__WHAT IS ASKED__
#1 Repeat, word for word, the stretch of the abstract on bundling from "Cite this paper: Qing" through "37-42. doi: 10.5923/j.economics.20150501.05.".
#2 Answer the following from the abstract on bundling:
(a) How does the multiproduct firm's position differ between its two markets?
(b) According to the abstract, when is bundling not preferred?
(c) In which journal, volume and issue does the paper appear?
#3 Extend the abstract on bundling by a multiproduct monopoly, starting right after its final line.

__DOCUMENT SECTION__

We consider a multiproduct firm that serves two markets. It monopolizes one market but competes with another firm in another market. We analyze the incentive for the multiproduct firm to bundle the monopolized product and the product of the competitive market. Based on the assumption that consumers’ preferences depend on “firm” rather than “product”, we show different results from the previous work. When the consumers’ reservation price is relatively low, bundling is not preferred. However, if the reservation price is relatively high, bundling happens for the purpose to foreclose the market and the multiproduct firm can earn monopoly profit in both markets.

Keywords: Bundling, Multiproduct firm, Reservation price

Cite this paper: Qing Hu, Reservation Price and Bundling for a Multiproduct Monopoly, American Journal of Economics, Vol. 5 No. 1, 2015, pp. 37-42. doi: 10.5923/j.economics.20150501.05.

__EXTRACTED MATERIAL__

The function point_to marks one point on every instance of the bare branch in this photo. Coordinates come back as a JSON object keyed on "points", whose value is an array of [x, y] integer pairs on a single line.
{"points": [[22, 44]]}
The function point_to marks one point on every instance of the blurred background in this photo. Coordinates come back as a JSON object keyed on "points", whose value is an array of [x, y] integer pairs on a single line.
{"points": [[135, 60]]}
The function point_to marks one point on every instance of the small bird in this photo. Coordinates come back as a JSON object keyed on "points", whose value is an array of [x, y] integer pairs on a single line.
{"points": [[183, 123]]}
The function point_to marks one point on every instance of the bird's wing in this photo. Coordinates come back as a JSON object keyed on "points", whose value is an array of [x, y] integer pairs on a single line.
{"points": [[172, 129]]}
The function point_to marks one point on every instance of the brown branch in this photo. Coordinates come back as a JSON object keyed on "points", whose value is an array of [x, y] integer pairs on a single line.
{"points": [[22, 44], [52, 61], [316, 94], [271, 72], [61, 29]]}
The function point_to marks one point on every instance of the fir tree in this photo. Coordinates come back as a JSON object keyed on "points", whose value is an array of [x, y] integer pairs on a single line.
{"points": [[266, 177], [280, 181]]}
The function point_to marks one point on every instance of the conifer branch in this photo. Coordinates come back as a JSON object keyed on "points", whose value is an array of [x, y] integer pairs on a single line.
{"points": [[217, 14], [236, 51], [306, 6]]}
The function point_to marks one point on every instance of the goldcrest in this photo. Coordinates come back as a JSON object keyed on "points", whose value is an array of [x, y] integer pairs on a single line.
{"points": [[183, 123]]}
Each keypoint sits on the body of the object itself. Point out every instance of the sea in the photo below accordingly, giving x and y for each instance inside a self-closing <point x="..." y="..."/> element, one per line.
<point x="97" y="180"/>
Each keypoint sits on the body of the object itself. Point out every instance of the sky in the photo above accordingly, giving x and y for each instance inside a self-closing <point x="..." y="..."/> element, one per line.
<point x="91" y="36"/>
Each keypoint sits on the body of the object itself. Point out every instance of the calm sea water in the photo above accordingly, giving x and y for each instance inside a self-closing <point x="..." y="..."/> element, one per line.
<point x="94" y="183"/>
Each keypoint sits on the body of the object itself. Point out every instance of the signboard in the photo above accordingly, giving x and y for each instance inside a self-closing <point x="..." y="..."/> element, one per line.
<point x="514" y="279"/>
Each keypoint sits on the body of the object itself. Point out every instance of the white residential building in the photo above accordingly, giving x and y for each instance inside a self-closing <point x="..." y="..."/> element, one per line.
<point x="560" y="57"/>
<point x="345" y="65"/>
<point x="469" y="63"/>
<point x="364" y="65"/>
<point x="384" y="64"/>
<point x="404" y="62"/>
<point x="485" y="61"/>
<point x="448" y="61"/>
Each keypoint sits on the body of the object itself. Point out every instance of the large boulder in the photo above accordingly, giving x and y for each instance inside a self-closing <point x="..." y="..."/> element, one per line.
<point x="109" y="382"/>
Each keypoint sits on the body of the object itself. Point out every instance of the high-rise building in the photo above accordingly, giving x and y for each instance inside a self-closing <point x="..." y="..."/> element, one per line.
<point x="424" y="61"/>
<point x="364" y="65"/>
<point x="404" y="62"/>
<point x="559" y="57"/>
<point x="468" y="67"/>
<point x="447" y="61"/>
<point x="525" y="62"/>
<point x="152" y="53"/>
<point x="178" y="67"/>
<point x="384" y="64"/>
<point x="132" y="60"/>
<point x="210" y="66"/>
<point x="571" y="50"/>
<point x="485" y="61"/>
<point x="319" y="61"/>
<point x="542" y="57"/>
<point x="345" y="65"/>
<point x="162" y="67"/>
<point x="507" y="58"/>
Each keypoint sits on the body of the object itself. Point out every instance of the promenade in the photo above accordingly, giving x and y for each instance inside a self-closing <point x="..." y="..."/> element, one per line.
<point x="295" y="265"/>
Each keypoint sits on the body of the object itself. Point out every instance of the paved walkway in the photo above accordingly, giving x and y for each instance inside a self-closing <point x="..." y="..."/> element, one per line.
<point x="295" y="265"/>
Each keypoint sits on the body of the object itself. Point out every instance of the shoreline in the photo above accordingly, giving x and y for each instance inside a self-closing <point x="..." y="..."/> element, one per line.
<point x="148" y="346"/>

__RESULTS__
#1
Cite this paper: Qing Hu, Reservation Price and Bundling for a Multiproduct Monopoly, American Journal of Economics, Vol. 5 No. 1, 2015, pp. 37-42. doi: 10.5923/j.economics.20150501.05.

#2
(a) It monopolizes one market but competes with another firm in the other.
(b) When the consumers' reservation price is relatively low.
(c) American Journal of Economics, Vol. 5 No. 1.

#3
1. Introduction

Generally, considering bundling, there are two ways to bundle. One is “mixed bundling”, where consumers can buy a single product, but the firm will offer discounts if consumers buy its several products together. The other one is “pure bundling”, where firms only offer products in fixed proportions, such as that a portable game console and a game sold in a single box, and consumers cannot buy a single item. It is always in discussion about the legal application of bundling for a multiproduct monopoly, since the multiproduct firm may leverage its monopoly power to its competitive market by bundling. As an example in the reality, in Japan, Microsoft monopolizes the spreadsheet market (Excel) but competes with Ichitaro in the word processor market. Microsoft sells its word processor and spreadsheet in an office suite (pure bundling). Japan Fair Trade Commission recommended ceasing this Microsoft’s bundling. It is easy to imagine that for those consumers that have strong taste towards spreadsheet of Microsoft, pure bundling may force them to buy word processor from Microsoft as well. Moreover, we can understand that mixed bundling is weaker on this point because consumers who prefer to Ichitaro’s word processor can even choose to buy only spreadsheet from Microsoft under mixed bundling. Therefore we can imagine that the effect of leveraging the monopoly power is stronger under pure bundling. Many previous studies proved our thought.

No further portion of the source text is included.